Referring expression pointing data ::
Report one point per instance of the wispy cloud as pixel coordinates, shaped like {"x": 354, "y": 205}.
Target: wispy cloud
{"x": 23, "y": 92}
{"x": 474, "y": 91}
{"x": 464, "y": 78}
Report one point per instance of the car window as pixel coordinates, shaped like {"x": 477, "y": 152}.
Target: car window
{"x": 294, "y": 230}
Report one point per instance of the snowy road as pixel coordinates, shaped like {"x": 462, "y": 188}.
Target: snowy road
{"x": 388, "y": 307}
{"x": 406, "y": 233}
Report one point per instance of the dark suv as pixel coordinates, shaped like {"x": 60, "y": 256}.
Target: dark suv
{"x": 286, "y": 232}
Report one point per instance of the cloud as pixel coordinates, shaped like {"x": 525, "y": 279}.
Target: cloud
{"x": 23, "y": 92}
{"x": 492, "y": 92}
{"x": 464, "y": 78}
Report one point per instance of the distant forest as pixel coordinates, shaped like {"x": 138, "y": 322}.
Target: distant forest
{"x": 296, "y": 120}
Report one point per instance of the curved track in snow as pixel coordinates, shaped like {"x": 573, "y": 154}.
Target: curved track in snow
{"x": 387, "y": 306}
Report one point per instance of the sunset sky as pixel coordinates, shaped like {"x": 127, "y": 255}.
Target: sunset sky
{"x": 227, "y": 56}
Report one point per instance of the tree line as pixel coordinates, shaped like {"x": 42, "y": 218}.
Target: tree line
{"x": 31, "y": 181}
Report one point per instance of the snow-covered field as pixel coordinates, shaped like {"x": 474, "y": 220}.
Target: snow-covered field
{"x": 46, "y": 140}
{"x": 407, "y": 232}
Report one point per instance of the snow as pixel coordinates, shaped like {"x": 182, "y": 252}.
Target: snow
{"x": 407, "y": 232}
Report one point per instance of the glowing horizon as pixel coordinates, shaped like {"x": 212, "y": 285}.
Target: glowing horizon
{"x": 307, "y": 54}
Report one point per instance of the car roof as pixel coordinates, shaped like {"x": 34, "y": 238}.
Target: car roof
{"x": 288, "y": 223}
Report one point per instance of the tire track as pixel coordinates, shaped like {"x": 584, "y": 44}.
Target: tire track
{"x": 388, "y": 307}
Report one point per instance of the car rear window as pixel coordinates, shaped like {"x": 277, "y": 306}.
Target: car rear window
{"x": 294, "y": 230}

About this exercise :: The whole of the data above must be given again, unaltered and complete.

Output of the task ::
Report one point per instance of the wispy cloud as pixel coordinates, shaped like {"x": 354, "y": 205}.
Target: wispy cloud
{"x": 23, "y": 92}
{"x": 474, "y": 91}
{"x": 464, "y": 78}
Report one point per instance of the car window as pixel coordinates, shaped like {"x": 477, "y": 152}.
Target: car window
{"x": 294, "y": 230}
Report one point per instance of the snowy road as pixel coordinates, shaped like {"x": 462, "y": 188}.
Target: snowy road
{"x": 388, "y": 307}
{"x": 406, "y": 233}
Report one point per instance of the dark suv as pixel coordinates, shaped like {"x": 60, "y": 256}.
Target: dark suv
{"x": 286, "y": 232}
Report one point per instance of the cloud as pixel coordinates, shaped like {"x": 525, "y": 279}.
Target: cloud
{"x": 23, "y": 92}
{"x": 492, "y": 92}
{"x": 464, "y": 78}
Report one point per instance of the distant forest as pixel coordinates, shaped like {"x": 138, "y": 322}.
Target: distant forest
{"x": 296, "y": 120}
Report one point per instance of the curved track in snow as pixel coordinates, shaped like {"x": 573, "y": 154}.
Target: curved track in snow
{"x": 387, "y": 306}
Report one point per instance of the sunset sky as pixel coordinates, shaped like {"x": 127, "y": 255}.
Target: sunset sky
{"x": 227, "y": 56}
Report one point per instance of the tree line as pixel coordinates, shaped like {"x": 42, "y": 218}.
Target: tree line
{"x": 31, "y": 181}
Report one point per instance of the snow-covered field as pixel coordinates, shaped like {"x": 474, "y": 220}.
Target: snow-covered field
{"x": 46, "y": 140}
{"x": 407, "y": 232}
Report one point per instance of the snow as pixel coordinates, shaped like {"x": 182, "y": 252}.
Target: snow
{"x": 407, "y": 232}
Report one point per instance of the glowing horizon as pixel coordinates, shaped like {"x": 212, "y": 285}.
Target: glowing horizon
{"x": 307, "y": 54}
Report one point per instance of the car roof as pixel coordinates, shaped like {"x": 34, "y": 238}.
Target: car roof
{"x": 288, "y": 223}
Report one point per instance of the tire track as pixel coordinates, shaped like {"x": 584, "y": 44}.
Target: tire track
{"x": 388, "y": 307}
Report one point per instance of the car rear window as pixel coordinates, shaped like {"x": 277, "y": 306}.
Target: car rear window
{"x": 294, "y": 230}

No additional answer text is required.